Stored records >>
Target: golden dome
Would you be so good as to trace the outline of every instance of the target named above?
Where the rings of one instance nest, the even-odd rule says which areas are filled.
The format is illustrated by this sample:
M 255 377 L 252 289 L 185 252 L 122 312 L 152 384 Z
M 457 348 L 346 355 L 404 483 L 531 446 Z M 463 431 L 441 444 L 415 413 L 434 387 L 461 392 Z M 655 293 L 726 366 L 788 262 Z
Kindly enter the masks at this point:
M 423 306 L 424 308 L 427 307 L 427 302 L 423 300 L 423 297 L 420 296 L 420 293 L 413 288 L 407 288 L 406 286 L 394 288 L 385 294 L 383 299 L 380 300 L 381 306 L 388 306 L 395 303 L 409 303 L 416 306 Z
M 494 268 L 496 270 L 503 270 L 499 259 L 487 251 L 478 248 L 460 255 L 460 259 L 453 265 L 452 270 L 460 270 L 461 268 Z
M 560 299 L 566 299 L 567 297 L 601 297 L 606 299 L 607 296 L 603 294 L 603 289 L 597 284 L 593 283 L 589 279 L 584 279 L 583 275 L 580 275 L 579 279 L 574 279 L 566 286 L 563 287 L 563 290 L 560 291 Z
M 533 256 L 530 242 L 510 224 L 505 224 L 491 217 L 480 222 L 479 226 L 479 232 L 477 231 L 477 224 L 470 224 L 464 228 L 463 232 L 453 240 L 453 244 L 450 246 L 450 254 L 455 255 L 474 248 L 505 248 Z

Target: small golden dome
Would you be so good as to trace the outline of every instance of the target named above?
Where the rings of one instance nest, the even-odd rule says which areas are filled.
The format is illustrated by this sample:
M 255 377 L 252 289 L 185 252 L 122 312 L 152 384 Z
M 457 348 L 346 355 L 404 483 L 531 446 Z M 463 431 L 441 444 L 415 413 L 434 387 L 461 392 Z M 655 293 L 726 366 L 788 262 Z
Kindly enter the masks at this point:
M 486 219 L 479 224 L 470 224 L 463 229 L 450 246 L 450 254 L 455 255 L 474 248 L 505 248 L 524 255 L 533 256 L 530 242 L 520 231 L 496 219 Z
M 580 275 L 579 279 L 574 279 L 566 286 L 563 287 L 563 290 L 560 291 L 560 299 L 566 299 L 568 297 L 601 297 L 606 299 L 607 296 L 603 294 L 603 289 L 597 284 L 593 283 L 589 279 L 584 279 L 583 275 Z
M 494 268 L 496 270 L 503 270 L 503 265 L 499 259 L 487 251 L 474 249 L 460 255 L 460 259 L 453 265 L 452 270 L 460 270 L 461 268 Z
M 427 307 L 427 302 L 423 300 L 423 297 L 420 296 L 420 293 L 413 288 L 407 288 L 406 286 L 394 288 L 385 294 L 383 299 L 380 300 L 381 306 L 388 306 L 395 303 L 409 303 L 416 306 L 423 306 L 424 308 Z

Description of the task >> All of the data shown above must be copied exactly.

Solution >>
Target: golden dome
Would you be so good as to trace the outline of every instance of the target named above?
Where the rings of one instance nest, the even-odd rule says which areas are filled.
The format is illustrated by this sample:
M 255 377 L 252 289 L 185 252 L 122 312 L 152 384 Z
M 457 348 L 346 355 L 404 483 L 531 446 Z M 463 431 L 441 444 L 415 413 L 434 387 L 461 392 Z M 655 293 L 726 366 L 788 262 Z
Kindly enter the masks at this point:
M 423 306 L 424 308 L 427 307 L 427 302 L 423 300 L 423 297 L 420 296 L 420 293 L 413 288 L 407 288 L 406 286 L 394 288 L 385 294 L 383 299 L 380 300 L 381 306 L 388 306 L 395 303 L 409 303 L 416 306 Z
M 494 268 L 496 270 L 503 270 L 499 259 L 487 251 L 478 248 L 460 255 L 460 259 L 453 265 L 452 270 L 460 270 L 461 268 Z
M 560 299 L 566 299 L 567 297 L 601 297 L 606 299 L 607 296 L 603 294 L 603 289 L 597 284 L 593 283 L 589 279 L 584 279 L 583 275 L 580 275 L 579 279 L 574 279 L 566 286 L 563 287 L 563 290 L 560 291 Z
M 533 256 L 530 242 L 510 224 L 505 224 L 491 217 L 480 222 L 479 226 L 479 232 L 477 231 L 477 224 L 470 224 L 464 228 L 463 232 L 453 240 L 453 244 L 450 246 L 450 254 L 455 255 L 474 248 L 505 248 Z

Target: small golden dome
Would you be so good as to trace the outline of every instance of the target named above?
Where the rings of one instance nest, the even-odd rule says which areas are filled.
The format is illustrated by this sample:
M 255 377 L 252 289 L 185 252 L 122 312 L 152 384 Z
M 457 348 L 346 355 L 404 483 L 531 446 Z M 463 431 L 441 444 L 415 413 L 434 387 L 461 392 Z M 655 293 L 726 366 L 788 262 Z
Kindly enter the masks at this point:
M 486 219 L 479 224 L 470 224 L 463 229 L 450 246 L 450 254 L 455 255 L 474 248 L 505 248 L 524 255 L 533 256 L 530 242 L 520 231 L 496 219 Z
M 580 275 L 579 279 L 574 279 L 566 286 L 563 287 L 563 290 L 560 291 L 560 299 L 566 299 L 568 297 L 601 297 L 606 299 L 607 296 L 603 294 L 603 289 L 597 284 L 593 283 L 589 279 L 584 279 L 583 275 Z
M 494 268 L 496 270 L 503 270 L 503 265 L 499 259 L 487 251 L 474 249 L 460 255 L 460 259 L 453 265 L 452 270 L 460 270 L 461 268 Z
M 427 307 L 427 302 L 423 300 L 423 297 L 420 296 L 420 293 L 413 288 L 407 288 L 406 286 L 394 288 L 385 294 L 383 299 L 380 300 L 381 306 L 388 306 L 395 303 L 409 303 L 416 306 L 423 306 L 424 308 Z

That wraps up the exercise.